I want to read more short stories like this one, more fiction that blends past and present in a way that pushes me towards the future. (Breazeale’s work puts me in mind of Danielle Dutton’s Margaret the First, another kind of genre-bending historical-fictional-biography.) Evocative, historical, and very, very real, “Survival in the Plague Years” is a piece to read once and then read again.

And maybe again.

Gezelligheid 1: Kyla Sterling’s “Culling the Flock”

“Culling the Flock” by Kyla Sterling, published in Issue 11 of Radar Poetry.

Radar Poetry is one of those journals I know I can trust. Issue after issue, the poems they present never cease to give me pause – and Kyla Sterling’s “Culling the Flock” gave me major pause.

Once I thought I’d leave this town.
I could carry all I owned but there wasn’t any where
to go—just a long dirt road. A highway.
Whatever happened, I like to think she got away.

It’s a poem that makes me think of my own childhood, growing up in a parsonage in rural north-central Wisconsin, and what I would be like today if my family hadn’t moved to a mid-sized city when I was eight. I learned to ride my bike on the gravel of the church parking lot. My knees bled for weeks.

REQUEST A
Filter the listing below down to the lines that contain the string "instance", and copy each of those lines in full. Case counts.

EXTRACTED MATERIAL
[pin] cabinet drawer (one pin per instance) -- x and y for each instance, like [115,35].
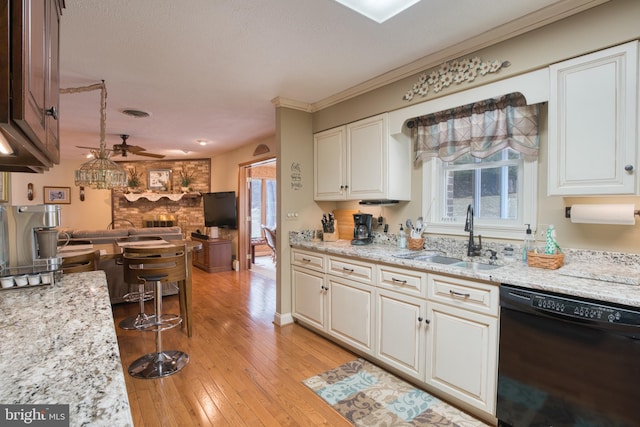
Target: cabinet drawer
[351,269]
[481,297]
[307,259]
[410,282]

* * *

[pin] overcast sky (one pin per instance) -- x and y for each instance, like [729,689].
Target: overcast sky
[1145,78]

REQUEST B
Take the essay on recommended stories and poems further, picking up after its final sentence.

EXPECTED ANSWER A
[pin] cabinet drawer (one pin per instance) -- x and y for each instance, like [115,35].
[pin] overcast sky (one pin per instance) -- x and y for each instance, like [729,689].

EXPECTED ANSWER B
It’s that kind of realism – going out to the chicken coop, dredging the pond for a missing girl, the inability to leave – that draws me into Sterling’s poem. It’s the kind of darkness that sits outside the door when your nearest neighbor is a half-a-mile down the road.

Gezelligheid: A Literary Spotlight

I’ve been thinking of doing something like this for a while, putting focus on a poem or story or essay in a recently-published literary magazine. An anthology of sorts, culling bits of contemporary literature that I love, promoting both their writers and their places of publication. It seems a manageable sort of project, a good goal for 2017.

So what I’m going to do is this: every Saturday, for the next 52 weeks, I’ll post a brief review of a literary item of note. Perhaps not so much a review as a “look here! I like this!” kind of acknowledgement of work out in the world.

Why gezelligheid? I’m a little bit Dutch, so I’m partial to this non-Norwegian version of hygge. Gezelligheid means comfort and togetherness, and I think that we are all in need of both. Literature is just one way we can come together.